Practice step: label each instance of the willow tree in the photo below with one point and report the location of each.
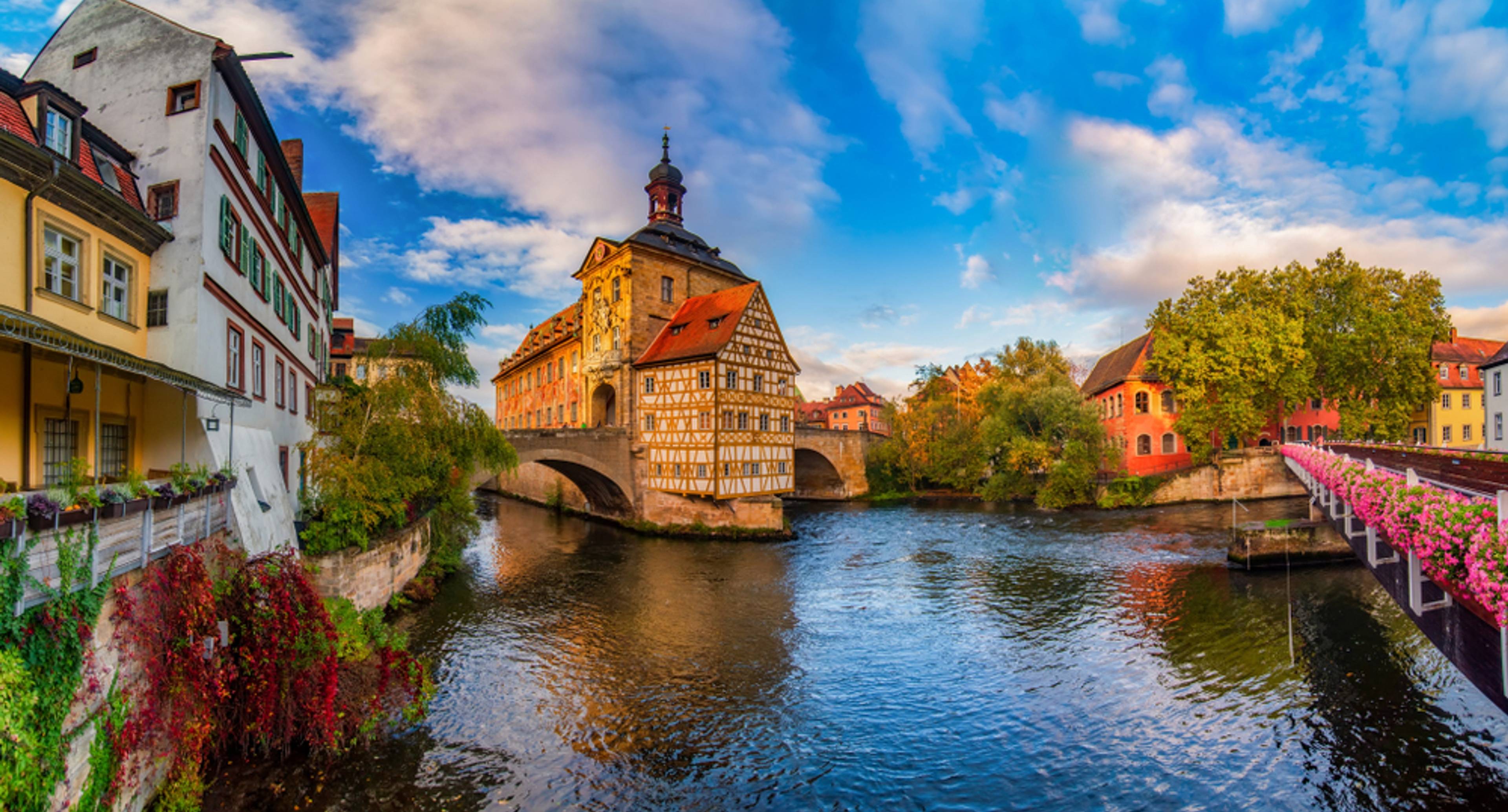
(397, 443)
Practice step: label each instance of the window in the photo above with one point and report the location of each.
(258, 371)
(157, 308)
(113, 451)
(239, 133)
(115, 288)
(233, 356)
(183, 99)
(59, 133)
(59, 263)
(162, 201)
(59, 446)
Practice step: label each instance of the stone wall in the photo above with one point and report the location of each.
(758, 513)
(534, 481)
(1255, 474)
(370, 578)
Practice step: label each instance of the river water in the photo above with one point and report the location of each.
(913, 657)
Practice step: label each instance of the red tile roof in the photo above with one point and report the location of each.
(690, 333)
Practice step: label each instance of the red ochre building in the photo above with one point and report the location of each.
(1139, 412)
(854, 407)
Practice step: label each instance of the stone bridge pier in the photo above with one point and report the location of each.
(599, 470)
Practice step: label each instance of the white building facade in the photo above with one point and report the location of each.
(1495, 398)
(245, 291)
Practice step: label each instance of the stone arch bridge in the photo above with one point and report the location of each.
(611, 474)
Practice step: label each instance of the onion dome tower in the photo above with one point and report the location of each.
(664, 187)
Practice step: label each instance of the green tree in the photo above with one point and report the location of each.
(1368, 335)
(1233, 349)
(399, 443)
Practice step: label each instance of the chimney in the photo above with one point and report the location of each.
(293, 150)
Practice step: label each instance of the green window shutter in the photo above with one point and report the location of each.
(227, 228)
(240, 133)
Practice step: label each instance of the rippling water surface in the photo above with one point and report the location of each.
(914, 657)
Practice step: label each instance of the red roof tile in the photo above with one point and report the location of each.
(14, 121)
(690, 332)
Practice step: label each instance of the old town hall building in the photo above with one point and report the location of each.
(675, 344)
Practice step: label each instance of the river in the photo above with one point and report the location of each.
(934, 657)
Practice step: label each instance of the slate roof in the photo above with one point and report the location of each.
(545, 335)
(690, 333)
(670, 237)
(1120, 365)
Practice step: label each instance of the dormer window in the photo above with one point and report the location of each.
(59, 136)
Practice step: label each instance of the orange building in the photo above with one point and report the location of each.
(854, 407)
(539, 385)
(1136, 409)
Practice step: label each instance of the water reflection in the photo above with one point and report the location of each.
(930, 657)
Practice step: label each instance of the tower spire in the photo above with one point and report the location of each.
(664, 187)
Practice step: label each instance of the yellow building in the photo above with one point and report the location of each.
(75, 306)
(1459, 416)
(717, 398)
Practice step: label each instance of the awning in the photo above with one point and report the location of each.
(25, 327)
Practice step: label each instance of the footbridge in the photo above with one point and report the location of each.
(610, 470)
(1420, 520)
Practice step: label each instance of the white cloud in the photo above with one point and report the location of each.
(1115, 80)
(1257, 16)
(1486, 323)
(17, 62)
(1171, 92)
(1207, 196)
(904, 46)
(525, 257)
(976, 272)
(1282, 74)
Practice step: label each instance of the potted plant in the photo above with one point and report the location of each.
(41, 511)
(115, 499)
(13, 513)
(81, 510)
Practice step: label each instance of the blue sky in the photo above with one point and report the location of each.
(913, 181)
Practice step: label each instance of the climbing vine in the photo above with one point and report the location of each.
(43, 656)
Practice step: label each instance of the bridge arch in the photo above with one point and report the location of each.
(593, 460)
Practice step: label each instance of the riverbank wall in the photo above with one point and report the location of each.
(1246, 475)
(372, 578)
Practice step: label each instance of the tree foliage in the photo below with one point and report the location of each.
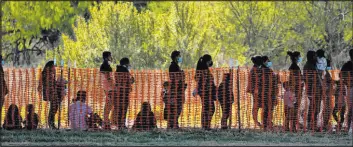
(224, 29)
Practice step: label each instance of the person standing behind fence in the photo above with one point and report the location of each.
(175, 96)
(32, 118)
(328, 86)
(3, 88)
(206, 88)
(254, 80)
(123, 82)
(347, 76)
(295, 86)
(53, 91)
(268, 92)
(107, 84)
(13, 119)
(226, 98)
(313, 84)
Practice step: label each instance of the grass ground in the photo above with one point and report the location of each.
(170, 138)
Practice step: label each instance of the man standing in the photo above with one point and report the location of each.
(347, 76)
(123, 82)
(107, 81)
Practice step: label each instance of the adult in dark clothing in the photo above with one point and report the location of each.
(176, 94)
(226, 98)
(328, 92)
(268, 92)
(3, 88)
(253, 87)
(145, 119)
(313, 85)
(107, 83)
(347, 76)
(123, 82)
(206, 88)
(13, 119)
(295, 85)
(53, 91)
(32, 118)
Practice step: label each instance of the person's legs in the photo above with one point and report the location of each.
(52, 111)
(107, 108)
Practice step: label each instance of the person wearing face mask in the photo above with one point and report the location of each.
(206, 89)
(176, 94)
(295, 85)
(268, 92)
(107, 84)
(254, 86)
(313, 85)
(123, 84)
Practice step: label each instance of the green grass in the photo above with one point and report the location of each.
(192, 137)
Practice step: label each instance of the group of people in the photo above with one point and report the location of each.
(319, 86)
(263, 84)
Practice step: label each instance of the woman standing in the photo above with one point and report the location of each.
(206, 89)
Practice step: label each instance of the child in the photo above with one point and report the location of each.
(79, 112)
(32, 119)
(13, 118)
(145, 119)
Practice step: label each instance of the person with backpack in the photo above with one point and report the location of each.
(32, 118)
(206, 89)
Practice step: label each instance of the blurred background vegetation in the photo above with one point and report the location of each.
(77, 32)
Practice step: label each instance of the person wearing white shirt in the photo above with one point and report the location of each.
(79, 111)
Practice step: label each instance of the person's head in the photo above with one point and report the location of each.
(266, 61)
(295, 57)
(320, 53)
(30, 108)
(257, 60)
(49, 66)
(204, 62)
(12, 112)
(311, 57)
(176, 57)
(285, 85)
(166, 85)
(125, 62)
(328, 67)
(81, 96)
(146, 107)
(107, 56)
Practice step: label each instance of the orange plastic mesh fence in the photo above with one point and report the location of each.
(86, 98)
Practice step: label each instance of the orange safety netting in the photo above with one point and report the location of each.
(147, 99)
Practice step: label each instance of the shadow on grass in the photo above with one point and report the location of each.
(191, 137)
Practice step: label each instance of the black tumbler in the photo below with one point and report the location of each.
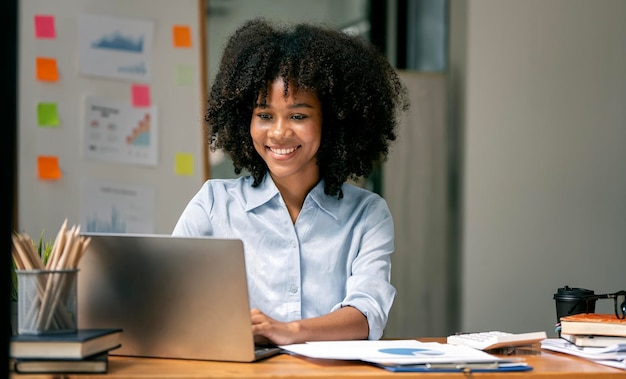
(570, 301)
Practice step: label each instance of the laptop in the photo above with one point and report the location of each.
(173, 297)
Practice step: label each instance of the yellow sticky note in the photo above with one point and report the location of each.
(47, 69)
(48, 167)
(184, 164)
(47, 114)
(181, 36)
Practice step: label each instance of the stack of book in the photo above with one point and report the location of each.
(597, 337)
(593, 329)
(85, 351)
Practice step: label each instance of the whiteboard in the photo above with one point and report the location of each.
(83, 154)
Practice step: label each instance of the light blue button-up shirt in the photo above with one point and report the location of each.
(337, 253)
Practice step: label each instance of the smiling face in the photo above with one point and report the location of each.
(287, 132)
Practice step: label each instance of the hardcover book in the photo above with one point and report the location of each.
(78, 345)
(582, 340)
(95, 364)
(593, 323)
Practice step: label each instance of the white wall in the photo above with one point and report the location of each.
(544, 157)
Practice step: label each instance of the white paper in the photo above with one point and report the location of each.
(115, 47)
(614, 352)
(114, 131)
(392, 352)
(107, 207)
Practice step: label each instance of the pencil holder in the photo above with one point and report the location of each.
(47, 301)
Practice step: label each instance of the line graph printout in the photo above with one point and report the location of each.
(107, 207)
(114, 131)
(113, 47)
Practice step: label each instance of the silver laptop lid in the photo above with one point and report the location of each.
(173, 297)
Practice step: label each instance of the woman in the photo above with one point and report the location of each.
(303, 109)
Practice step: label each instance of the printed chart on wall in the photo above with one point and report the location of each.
(117, 132)
(117, 208)
(115, 47)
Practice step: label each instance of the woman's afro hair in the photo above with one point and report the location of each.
(360, 94)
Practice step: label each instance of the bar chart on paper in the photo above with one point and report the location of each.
(116, 208)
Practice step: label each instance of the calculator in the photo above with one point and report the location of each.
(495, 339)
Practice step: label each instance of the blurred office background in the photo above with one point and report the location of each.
(508, 179)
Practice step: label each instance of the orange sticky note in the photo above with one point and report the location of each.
(141, 95)
(48, 168)
(184, 164)
(47, 69)
(44, 26)
(181, 36)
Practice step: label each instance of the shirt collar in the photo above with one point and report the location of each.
(267, 190)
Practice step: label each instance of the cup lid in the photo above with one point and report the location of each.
(568, 291)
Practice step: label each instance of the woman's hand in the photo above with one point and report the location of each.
(346, 323)
(266, 330)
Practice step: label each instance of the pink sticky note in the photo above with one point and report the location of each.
(141, 95)
(44, 26)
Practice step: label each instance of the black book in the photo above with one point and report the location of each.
(81, 344)
(94, 364)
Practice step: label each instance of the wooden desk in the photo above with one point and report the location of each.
(546, 365)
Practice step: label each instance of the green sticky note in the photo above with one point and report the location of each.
(47, 114)
(184, 74)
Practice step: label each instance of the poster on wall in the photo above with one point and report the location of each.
(107, 207)
(116, 48)
(115, 131)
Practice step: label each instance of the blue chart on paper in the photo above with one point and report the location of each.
(410, 351)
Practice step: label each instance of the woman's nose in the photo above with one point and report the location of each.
(280, 129)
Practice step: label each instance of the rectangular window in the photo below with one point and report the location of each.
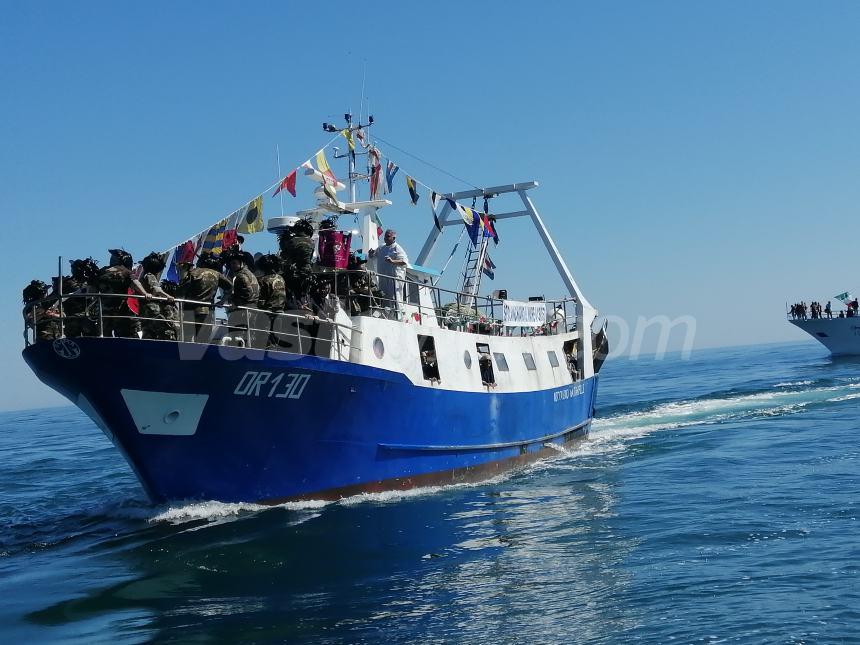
(427, 355)
(501, 362)
(530, 361)
(485, 365)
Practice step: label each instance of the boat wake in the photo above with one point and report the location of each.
(782, 399)
(609, 434)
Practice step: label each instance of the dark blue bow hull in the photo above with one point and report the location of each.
(273, 427)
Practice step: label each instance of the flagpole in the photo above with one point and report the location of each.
(278, 153)
(351, 155)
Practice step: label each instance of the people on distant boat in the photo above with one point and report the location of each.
(391, 266)
(200, 284)
(153, 322)
(118, 318)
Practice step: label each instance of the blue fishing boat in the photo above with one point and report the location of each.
(382, 391)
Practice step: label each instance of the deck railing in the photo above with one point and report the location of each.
(299, 331)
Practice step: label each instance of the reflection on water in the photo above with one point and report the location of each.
(445, 563)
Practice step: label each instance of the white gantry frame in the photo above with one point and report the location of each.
(585, 313)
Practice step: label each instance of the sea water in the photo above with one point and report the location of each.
(716, 500)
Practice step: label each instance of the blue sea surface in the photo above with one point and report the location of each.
(716, 500)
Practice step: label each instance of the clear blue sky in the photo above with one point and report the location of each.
(694, 158)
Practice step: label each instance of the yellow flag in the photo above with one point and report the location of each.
(323, 167)
(251, 216)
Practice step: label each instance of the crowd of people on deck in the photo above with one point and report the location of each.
(140, 302)
(814, 311)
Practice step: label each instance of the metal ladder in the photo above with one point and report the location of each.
(472, 272)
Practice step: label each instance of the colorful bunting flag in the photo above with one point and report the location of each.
(465, 213)
(489, 228)
(250, 216)
(390, 170)
(413, 191)
(378, 220)
(474, 227)
(288, 182)
(362, 138)
(489, 267)
(434, 203)
(214, 239)
(330, 192)
(182, 254)
(324, 168)
(845, 297)
(375, 172)
(347, 134)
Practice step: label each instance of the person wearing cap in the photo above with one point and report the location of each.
(391, 266)
(154, 324)
(200, 285)
(245, 293)
(116, 280)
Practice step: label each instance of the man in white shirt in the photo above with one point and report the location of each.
(391, 263)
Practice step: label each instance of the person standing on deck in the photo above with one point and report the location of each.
(391, 266)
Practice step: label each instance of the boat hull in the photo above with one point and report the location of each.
(839, 335)
(231, 424)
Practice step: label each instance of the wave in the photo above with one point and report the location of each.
(781, 399)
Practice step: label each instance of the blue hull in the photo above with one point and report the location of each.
(279, 426)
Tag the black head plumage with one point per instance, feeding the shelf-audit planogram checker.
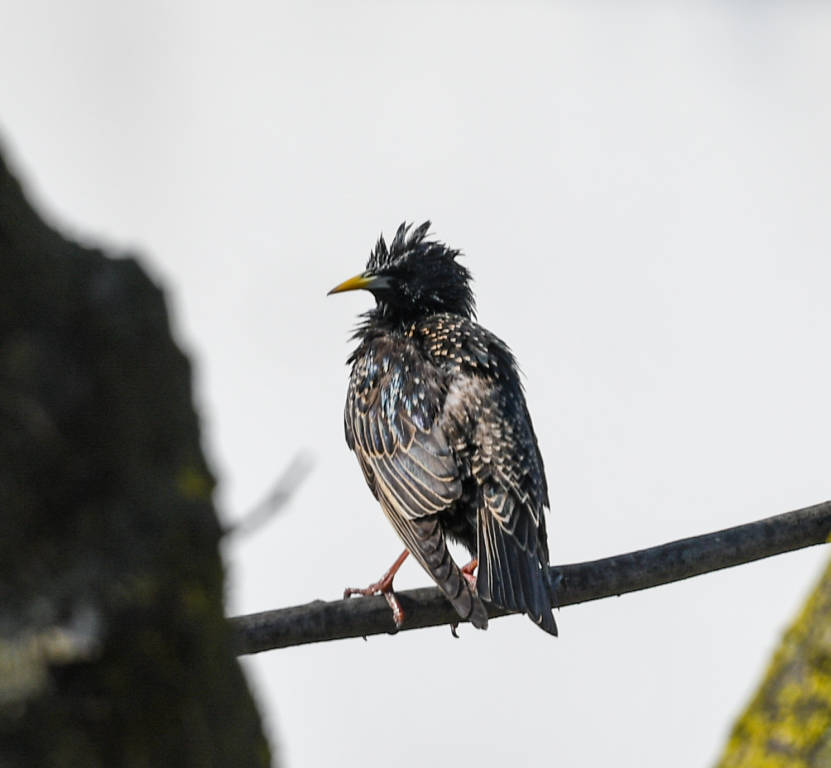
(418, 276)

■ What to produce
Produce an exact reproduction of the lines from the line containing "Practice step: label each instance of the blue sea" through the last line of the records. Any picture is left out.

■ Written solution
Practice step: label each instance of the blue sea surface in the photo above with one point and report the location of each.
(716, 500)
Practice step: label each instance of the clear blue sky in the photo above with one point and report the location of each.
(694, 158)
Practice step: label each instance of the yellow flag in the photo above with one point and report the location of each.
(323, 167)
(251, 216)
Practice step: label each instance of the crowd of people on deck in the photo above with one point and report the location of each.
(140, 302)
(814, 311)
Practice step: label each instance of the metal ladder in the photo above with one point and report the location of each.
(472, 272)
Practice step: label each instance of the colorful bunting flag in the photo above with one point and report the location of each.
(465, 213)
(489, 228)
(250, 216)
(390, 170)
(413, 191)
(378, 220)
(474, 227)
(288, 182)
(362, 138)
(489, 267)
(434, 203)
(214, 239)
(330, 192)
(182, 254)
(324, 168)
(845, 297)
(375, 172)
(347, 134)
Practice step: label each instance of the person wearing cap in the photo above with one point and report the location of each.
(391, 266)
(154, 324)
(200, 285)
(245, 293)
(116, 280)
Practice step: label each instance of the man in white shirt in the photo above with one point and report the location of each.
(391, 263)
Practice step: label each instance of the person standing on deck in the photo above with one point and report the location of each.
(391, 266)
Practice step: label each instance of the boat hull in the photo above with one point and report the location of each.
(839, 335)
(231, 424)
Practice step: label each instance of the wave in the photo above with one point and report the location of each.
(781, 399)
Practice step: label each instance of the blue hull in the photo above with one point and report the location of each.
(279, 426)
Tag the black head plumage with one point per instance, feeding the shelf-audit planogram checker.
(418, 276)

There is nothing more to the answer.